(Coordinate annotation entries)
▼▼▼
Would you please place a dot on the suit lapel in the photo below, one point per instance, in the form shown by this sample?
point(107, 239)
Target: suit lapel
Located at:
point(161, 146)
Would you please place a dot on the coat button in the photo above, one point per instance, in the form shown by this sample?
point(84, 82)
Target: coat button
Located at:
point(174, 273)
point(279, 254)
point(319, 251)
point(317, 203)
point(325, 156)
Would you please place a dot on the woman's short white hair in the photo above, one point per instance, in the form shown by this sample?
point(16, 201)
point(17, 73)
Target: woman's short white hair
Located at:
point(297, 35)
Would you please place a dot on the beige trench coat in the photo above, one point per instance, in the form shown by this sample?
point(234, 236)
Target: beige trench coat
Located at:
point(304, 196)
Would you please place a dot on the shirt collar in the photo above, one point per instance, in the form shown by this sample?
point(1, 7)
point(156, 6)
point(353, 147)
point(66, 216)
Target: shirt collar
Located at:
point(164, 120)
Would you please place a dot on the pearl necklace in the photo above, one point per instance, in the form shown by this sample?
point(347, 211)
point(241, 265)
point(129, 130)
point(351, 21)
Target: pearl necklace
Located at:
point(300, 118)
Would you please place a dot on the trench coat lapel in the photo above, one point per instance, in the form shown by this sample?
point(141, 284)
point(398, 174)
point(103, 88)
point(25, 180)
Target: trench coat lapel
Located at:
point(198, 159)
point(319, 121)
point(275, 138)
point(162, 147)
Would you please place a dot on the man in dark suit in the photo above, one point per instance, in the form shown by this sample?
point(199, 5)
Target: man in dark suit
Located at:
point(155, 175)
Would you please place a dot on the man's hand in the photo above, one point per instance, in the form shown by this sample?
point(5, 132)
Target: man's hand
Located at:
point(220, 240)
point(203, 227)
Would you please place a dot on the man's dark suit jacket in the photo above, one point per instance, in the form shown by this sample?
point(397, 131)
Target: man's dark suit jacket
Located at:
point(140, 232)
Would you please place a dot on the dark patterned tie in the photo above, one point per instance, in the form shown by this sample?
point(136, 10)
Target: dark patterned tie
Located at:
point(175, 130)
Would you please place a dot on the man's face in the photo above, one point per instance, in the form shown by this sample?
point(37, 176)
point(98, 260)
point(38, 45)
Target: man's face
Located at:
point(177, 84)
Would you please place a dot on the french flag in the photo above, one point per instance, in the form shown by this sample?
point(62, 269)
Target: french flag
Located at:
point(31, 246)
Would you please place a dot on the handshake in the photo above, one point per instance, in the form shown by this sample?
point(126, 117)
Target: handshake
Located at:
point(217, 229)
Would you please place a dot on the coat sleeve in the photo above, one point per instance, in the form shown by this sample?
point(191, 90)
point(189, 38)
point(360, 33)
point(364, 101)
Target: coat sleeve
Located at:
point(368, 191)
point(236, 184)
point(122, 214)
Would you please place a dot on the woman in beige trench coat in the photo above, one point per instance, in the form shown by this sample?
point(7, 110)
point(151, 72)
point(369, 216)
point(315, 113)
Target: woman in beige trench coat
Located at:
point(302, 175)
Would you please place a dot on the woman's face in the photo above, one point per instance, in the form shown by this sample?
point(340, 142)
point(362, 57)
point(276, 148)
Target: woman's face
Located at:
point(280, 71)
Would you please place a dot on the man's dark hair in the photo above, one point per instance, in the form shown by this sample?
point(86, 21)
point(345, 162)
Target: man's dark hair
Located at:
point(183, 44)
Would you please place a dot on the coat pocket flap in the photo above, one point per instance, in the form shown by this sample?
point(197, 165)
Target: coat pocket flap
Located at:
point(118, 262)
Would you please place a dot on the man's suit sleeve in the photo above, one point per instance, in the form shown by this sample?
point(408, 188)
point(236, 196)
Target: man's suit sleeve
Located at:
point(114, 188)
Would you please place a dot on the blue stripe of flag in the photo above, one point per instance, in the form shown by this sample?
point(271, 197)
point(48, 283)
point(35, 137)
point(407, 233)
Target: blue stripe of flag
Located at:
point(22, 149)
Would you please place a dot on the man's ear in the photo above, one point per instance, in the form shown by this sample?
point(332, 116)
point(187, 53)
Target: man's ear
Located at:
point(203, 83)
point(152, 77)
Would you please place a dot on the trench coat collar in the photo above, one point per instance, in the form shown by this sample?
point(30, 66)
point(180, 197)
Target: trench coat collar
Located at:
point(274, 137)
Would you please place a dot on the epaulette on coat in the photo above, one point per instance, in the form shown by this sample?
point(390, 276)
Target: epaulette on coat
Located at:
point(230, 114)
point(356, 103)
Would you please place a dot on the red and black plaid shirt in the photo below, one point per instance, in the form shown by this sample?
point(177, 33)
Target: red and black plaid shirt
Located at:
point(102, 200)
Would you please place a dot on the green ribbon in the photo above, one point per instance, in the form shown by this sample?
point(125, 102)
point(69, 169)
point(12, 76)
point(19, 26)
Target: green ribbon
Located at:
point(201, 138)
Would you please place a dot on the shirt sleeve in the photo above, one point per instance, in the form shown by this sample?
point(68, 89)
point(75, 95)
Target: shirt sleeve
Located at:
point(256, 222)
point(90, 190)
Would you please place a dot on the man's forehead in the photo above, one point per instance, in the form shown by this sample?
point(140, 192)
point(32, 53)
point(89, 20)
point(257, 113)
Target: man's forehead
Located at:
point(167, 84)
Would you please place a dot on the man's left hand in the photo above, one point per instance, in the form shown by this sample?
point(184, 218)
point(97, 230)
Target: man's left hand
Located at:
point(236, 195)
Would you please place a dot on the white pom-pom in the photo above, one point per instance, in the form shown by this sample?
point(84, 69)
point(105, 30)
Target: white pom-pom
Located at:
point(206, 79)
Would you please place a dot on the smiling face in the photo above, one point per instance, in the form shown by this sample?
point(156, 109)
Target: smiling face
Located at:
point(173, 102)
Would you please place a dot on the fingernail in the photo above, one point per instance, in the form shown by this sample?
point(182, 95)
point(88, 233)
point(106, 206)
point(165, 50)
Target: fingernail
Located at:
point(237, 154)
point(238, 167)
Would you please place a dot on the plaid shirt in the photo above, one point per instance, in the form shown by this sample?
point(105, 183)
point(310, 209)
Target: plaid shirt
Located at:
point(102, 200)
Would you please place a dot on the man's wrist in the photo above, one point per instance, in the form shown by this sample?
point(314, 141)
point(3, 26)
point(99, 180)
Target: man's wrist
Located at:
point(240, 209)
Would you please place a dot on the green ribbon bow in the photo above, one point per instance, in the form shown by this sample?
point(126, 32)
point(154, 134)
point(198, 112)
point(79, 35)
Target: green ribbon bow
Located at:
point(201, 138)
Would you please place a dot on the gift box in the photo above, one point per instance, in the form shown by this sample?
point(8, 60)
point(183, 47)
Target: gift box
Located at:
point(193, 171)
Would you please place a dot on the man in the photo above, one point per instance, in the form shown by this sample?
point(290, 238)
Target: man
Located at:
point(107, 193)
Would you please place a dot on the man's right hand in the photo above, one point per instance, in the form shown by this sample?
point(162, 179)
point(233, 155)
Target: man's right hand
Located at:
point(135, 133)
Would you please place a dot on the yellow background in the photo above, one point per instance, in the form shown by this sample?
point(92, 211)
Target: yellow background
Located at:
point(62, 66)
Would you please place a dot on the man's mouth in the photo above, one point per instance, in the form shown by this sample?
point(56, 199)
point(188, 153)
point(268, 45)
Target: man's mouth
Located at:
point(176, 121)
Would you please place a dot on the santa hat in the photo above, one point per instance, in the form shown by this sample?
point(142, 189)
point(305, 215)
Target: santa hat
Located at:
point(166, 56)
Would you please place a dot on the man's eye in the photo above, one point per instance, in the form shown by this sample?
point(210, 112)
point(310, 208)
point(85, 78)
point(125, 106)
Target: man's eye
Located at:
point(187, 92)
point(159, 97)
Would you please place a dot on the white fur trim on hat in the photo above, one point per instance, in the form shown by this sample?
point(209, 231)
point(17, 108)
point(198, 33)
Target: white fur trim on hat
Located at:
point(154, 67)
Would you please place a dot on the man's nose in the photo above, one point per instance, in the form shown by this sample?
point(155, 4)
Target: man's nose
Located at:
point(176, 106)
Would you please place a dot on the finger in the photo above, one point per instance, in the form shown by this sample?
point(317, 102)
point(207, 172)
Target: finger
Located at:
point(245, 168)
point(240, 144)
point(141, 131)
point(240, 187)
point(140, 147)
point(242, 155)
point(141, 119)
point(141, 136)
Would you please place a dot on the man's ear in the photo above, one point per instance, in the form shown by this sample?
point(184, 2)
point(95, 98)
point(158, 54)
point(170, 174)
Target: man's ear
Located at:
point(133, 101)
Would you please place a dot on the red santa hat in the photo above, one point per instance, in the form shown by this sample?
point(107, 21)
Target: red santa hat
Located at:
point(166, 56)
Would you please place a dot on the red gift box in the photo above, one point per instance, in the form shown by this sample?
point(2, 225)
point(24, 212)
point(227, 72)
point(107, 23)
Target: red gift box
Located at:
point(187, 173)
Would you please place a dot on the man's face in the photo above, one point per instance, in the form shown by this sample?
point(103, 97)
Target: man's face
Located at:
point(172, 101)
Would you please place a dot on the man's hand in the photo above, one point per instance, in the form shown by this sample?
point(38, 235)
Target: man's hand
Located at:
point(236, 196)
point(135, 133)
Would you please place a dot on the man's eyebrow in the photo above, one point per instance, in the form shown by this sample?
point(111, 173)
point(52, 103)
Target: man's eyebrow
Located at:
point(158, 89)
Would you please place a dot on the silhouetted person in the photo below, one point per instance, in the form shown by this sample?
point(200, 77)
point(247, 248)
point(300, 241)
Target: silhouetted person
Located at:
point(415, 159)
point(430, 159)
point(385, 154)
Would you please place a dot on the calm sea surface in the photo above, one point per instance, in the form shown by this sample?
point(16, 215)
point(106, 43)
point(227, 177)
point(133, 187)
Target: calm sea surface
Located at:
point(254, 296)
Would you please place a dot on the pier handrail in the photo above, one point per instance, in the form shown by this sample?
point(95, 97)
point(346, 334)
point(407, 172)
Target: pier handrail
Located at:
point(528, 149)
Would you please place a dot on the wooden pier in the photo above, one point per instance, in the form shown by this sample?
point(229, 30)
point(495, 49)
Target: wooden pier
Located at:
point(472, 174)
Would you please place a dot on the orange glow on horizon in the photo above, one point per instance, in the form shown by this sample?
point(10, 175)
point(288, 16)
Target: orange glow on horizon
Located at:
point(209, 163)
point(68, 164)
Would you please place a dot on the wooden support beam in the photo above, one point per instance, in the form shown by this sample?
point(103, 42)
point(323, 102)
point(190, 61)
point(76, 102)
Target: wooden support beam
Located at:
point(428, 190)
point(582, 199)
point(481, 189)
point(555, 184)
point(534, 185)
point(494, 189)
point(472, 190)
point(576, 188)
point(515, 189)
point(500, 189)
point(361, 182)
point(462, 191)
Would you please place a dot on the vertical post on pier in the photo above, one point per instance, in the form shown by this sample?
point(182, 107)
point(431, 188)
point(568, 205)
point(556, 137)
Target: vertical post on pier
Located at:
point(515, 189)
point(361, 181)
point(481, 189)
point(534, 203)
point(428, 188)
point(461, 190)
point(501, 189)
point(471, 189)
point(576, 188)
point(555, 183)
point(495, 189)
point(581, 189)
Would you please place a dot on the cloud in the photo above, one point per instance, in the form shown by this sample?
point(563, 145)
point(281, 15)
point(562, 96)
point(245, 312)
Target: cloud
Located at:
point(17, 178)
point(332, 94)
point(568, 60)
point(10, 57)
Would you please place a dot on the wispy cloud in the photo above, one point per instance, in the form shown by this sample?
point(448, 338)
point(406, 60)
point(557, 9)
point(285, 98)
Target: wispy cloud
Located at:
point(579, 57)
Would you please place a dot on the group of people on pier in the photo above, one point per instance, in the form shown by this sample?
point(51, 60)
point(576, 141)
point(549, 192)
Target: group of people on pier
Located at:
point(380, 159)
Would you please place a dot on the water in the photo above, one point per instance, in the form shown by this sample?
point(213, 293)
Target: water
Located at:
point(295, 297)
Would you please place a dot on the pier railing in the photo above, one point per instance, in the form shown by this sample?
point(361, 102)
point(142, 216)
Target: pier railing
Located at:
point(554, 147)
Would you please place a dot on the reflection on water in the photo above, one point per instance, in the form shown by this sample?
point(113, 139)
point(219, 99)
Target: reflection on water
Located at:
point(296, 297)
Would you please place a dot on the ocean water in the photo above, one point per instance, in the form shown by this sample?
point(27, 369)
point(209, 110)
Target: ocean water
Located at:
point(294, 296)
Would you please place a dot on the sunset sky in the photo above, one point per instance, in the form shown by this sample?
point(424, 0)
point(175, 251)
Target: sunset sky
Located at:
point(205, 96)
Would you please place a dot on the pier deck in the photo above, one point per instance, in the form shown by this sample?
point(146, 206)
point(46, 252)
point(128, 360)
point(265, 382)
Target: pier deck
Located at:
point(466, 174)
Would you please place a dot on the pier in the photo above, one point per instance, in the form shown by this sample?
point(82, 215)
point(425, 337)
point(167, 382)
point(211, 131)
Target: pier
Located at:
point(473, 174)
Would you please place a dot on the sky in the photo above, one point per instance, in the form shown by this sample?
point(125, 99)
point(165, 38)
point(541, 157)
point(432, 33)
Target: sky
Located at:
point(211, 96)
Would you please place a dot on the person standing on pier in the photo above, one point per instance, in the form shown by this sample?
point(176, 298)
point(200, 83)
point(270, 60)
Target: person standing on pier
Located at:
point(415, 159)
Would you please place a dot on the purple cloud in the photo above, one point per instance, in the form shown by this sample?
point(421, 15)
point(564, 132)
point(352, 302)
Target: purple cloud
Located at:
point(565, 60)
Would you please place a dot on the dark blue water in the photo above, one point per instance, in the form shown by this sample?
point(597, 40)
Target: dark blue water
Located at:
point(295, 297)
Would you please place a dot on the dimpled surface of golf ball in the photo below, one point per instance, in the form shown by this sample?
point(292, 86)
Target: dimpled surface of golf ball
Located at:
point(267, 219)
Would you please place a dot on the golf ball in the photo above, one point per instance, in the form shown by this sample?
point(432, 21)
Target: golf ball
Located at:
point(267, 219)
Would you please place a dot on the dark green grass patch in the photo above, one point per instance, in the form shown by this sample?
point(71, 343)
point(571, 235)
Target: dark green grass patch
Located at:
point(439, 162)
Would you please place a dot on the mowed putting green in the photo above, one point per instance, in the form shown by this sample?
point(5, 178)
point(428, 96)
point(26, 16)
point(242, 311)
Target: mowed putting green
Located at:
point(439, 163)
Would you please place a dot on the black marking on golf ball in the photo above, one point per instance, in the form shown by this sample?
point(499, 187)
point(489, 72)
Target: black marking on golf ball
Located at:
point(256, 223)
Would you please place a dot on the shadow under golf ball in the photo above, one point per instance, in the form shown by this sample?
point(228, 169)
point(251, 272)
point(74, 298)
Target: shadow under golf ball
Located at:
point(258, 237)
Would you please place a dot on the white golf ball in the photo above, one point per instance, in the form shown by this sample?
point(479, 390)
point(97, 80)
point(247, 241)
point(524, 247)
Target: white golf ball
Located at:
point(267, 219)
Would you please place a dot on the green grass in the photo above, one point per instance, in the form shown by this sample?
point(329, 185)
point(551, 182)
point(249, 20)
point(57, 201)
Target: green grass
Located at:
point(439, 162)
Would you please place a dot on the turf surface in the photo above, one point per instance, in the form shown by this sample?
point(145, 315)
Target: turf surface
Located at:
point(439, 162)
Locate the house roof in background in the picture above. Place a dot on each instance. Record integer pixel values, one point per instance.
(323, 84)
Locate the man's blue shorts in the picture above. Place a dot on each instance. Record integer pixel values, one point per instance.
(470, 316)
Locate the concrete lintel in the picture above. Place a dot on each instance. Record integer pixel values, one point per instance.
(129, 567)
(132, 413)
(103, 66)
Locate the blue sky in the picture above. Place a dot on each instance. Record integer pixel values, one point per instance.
▲▲▲
[What is required]: Begin with the line that contains "Locate the house" and set down each line exactly until the records above end, including the final line.

[Expected answer]:
Locate the house roof in background in the picture above. Place a dot on each instance. Record integer pixel values, one point per instance.
(323, 84)
Locate the man's blue shorts in the picture above. Place a dot on each instance. Record integer pixel values, one point per instance.
(470, 316)
Locate the concrete lintel in the picture above. Place a dot on each instance. Record integer pixel values, one point per instance.
(129, 567)
(132, 413)
(103, 66)
Locate the blue sky in the picture above. Place a dot on each instance. Record integer pixel values, one point per instance.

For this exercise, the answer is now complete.